** START **

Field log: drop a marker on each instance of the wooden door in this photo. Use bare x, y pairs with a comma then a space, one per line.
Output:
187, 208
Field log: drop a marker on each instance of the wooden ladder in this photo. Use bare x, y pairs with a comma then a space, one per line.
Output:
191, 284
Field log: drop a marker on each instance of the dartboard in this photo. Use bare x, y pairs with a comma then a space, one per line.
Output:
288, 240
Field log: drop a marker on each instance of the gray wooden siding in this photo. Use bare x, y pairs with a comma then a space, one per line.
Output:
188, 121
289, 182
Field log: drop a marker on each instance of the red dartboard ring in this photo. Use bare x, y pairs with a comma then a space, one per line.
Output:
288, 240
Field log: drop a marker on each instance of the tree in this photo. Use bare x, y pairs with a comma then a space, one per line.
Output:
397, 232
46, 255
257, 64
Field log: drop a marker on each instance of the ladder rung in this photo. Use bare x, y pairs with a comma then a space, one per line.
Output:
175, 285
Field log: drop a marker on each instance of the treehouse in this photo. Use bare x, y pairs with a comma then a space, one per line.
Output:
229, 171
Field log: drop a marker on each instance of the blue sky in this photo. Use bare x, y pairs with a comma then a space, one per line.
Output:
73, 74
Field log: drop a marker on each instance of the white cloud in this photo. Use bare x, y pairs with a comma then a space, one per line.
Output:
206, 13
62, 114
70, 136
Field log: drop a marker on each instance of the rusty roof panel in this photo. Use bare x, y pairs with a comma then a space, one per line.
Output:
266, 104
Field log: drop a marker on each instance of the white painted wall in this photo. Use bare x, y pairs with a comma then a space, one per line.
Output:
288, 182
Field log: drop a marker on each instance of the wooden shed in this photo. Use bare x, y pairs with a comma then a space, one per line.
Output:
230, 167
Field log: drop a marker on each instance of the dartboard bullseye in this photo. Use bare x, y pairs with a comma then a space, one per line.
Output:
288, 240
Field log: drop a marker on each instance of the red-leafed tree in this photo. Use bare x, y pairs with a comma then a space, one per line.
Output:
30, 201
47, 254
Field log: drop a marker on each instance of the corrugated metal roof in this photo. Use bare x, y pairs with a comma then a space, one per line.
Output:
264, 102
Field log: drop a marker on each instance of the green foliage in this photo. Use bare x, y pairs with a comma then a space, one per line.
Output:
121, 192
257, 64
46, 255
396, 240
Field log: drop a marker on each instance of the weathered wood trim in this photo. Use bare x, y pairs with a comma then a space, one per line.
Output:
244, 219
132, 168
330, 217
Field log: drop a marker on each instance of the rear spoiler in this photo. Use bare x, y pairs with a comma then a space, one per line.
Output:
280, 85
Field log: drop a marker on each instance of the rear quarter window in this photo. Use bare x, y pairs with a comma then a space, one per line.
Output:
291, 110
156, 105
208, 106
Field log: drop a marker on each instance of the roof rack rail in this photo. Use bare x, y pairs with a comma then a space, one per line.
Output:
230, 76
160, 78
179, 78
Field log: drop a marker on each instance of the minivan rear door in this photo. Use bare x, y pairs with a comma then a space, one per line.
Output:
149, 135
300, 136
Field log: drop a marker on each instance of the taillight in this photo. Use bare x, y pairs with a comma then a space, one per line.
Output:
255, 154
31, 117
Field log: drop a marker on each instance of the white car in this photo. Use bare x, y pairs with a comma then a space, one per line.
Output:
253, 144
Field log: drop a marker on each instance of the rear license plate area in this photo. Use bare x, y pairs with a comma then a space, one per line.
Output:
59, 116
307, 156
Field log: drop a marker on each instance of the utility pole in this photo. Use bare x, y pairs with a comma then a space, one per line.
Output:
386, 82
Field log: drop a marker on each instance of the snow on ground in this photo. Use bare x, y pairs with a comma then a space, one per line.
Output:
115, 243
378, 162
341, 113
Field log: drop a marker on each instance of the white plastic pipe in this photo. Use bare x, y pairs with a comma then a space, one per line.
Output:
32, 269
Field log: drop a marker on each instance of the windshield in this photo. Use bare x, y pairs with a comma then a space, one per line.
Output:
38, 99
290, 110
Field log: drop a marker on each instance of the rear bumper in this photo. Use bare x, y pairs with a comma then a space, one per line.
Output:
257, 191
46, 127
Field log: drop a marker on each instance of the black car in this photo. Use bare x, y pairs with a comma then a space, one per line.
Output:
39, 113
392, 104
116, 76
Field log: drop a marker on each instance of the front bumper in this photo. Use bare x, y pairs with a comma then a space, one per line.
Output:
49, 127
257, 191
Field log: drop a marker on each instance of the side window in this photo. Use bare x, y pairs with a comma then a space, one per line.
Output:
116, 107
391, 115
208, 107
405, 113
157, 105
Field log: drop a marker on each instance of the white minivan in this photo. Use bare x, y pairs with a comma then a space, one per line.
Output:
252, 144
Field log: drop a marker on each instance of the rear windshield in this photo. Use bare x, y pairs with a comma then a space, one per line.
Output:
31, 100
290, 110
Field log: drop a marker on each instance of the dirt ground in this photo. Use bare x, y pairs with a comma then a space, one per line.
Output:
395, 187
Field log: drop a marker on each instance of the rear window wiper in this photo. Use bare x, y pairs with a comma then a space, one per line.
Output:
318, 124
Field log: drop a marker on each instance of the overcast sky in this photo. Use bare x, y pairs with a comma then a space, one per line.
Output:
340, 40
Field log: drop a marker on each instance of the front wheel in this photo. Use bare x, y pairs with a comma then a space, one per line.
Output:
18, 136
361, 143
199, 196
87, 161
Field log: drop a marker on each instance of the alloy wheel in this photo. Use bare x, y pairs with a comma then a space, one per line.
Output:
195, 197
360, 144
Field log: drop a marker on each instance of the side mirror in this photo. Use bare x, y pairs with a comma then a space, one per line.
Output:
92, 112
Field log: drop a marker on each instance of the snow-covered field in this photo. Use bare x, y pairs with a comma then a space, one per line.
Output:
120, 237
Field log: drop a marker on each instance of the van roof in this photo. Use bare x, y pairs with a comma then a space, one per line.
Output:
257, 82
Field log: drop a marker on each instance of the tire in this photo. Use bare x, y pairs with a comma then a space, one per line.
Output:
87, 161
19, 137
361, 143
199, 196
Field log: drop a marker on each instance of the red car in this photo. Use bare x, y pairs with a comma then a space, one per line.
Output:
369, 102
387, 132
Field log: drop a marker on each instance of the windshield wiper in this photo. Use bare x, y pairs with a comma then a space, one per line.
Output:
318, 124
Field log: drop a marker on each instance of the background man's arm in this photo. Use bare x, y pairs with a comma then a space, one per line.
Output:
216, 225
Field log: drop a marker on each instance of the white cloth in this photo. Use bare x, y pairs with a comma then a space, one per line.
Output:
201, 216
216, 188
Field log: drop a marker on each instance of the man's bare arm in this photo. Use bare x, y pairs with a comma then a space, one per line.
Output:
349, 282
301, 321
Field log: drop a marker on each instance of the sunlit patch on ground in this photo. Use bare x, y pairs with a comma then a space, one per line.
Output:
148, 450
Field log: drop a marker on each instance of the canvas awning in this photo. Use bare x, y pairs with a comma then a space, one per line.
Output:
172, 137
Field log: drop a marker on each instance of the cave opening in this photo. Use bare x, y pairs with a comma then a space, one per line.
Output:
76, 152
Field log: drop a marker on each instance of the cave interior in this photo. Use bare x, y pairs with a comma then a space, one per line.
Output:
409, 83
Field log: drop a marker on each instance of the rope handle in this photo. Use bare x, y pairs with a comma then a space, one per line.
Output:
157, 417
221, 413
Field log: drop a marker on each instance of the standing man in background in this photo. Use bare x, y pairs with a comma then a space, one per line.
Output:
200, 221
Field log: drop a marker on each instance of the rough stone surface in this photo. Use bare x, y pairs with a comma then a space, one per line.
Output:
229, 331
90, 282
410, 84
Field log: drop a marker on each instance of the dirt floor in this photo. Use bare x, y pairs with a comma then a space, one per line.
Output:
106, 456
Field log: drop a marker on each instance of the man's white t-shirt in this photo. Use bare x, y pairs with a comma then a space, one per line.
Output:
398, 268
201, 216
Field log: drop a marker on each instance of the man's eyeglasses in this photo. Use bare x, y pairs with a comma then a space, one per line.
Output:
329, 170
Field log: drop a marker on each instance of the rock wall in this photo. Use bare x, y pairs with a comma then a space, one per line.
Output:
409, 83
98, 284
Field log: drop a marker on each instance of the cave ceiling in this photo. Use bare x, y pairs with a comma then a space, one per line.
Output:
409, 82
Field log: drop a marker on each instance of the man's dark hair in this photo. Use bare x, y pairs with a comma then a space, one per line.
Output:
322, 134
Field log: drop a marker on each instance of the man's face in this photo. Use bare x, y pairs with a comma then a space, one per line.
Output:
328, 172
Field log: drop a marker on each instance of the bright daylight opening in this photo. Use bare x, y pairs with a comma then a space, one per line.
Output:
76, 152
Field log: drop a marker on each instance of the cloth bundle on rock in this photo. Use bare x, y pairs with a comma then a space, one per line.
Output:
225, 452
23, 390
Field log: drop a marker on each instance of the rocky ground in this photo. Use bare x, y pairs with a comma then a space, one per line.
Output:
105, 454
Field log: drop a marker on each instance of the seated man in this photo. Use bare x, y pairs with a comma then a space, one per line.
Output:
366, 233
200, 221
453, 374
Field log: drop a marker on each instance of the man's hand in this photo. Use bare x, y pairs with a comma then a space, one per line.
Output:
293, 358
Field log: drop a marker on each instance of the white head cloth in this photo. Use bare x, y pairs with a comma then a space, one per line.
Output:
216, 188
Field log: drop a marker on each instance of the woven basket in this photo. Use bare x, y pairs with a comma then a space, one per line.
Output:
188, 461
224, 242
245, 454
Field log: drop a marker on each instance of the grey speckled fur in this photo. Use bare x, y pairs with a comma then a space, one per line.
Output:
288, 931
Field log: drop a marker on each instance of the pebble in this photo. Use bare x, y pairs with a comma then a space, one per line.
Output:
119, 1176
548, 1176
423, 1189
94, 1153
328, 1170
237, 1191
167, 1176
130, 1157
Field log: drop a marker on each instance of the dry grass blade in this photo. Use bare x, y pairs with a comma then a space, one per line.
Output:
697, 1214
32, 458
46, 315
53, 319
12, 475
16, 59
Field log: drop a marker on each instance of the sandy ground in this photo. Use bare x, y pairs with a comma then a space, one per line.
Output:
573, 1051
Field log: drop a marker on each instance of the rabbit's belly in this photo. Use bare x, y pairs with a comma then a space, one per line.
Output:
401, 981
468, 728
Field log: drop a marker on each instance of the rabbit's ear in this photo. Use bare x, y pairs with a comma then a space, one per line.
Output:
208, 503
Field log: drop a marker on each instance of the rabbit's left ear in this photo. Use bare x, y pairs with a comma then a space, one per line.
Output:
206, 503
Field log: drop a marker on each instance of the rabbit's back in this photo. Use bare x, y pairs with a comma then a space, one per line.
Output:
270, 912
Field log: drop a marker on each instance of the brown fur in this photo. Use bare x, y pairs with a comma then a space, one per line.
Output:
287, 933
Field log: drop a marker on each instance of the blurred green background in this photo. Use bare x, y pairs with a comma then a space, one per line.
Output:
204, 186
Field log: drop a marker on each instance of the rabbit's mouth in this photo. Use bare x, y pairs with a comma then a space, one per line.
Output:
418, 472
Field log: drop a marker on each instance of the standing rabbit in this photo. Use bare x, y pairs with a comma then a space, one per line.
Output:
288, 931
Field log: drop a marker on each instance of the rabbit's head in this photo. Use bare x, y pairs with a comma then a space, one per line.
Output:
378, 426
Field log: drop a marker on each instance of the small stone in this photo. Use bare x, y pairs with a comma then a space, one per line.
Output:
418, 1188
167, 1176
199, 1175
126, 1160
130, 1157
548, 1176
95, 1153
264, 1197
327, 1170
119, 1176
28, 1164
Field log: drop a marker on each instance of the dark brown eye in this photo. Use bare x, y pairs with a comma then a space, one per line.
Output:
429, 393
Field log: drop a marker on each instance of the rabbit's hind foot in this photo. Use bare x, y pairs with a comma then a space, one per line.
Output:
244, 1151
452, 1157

** END **

[Exercise aim]
Reproduce the lines word for word, starting at the one holding "the rabbit's belly" and ending at the final line of the material above.

[Result of this exercise]
Field log: drop a marker on each instance of the rabbit's belly in this photo. Use bare x, y pairs with a comma then a space, one per line.
Output:
401, 981
468, 728
Field log: drop a marker on each instance of the rabbit's ear in this photo. Use bare x, y pairs with a comma then a space, one per line.
Output:
208, 503
Field log: drop a marker on each instance of the rabbit's left ear in this photo. Use bare x, y pairs with a comma then a space, one per line.
Output:
206, 503
Field log: drop a marker on each instance of the rabbit's back in this photo. Use bare x, y pairs with a comma then a space, one per line.
Output:
270, 912
Field log: drop a marker on each instance of the brown fur in this photo. Use bare x, y pairs with a comma then a space, one per line.
Output:
287, 933
Field log: drop a marker on each instance of the blurred green background in this photo. Use bare x, y pairs with a comma then a space, one per line.
Output:
204, 186
Field log: drop a marker on each instance of the rabbit's mouth in this photo. Use bare x, y pairs with a comma then a space, one per line.
Output:
418, 472
Field log: drop a marker on each instance of the standing rabbit in this photo. Use bare x, y pairs with a comma then a space, one per line.
Output:
288, 931
Field log: drop a marker on each instance of the rabbit's head in this photo. Use bare x, y pairs with a comma then a space, one per line.
Output:
378, 426
Field log: drop a marker on each instance of the small stone in this photo. Use bare x, y pairs with a comma then a space, one per line.
Output:
418, 1188
167, 1176
199, 1175
126, 1160
130, 1157
548, 1176
95, 1153
264, 1197
327, 1170
119, 1176
28, 1164
Field log: drop a marker on each instance of the dark brown eye in this photo. Use bare x, y pairs with a comma then a space, one per line.
Output:
429, 393
Field log: drop a marker on each instance of the rabbit's hind foot in this photo. Use bare x, y pairs with a comma then a space, one per line.
Output:
244, 1151
452, 1157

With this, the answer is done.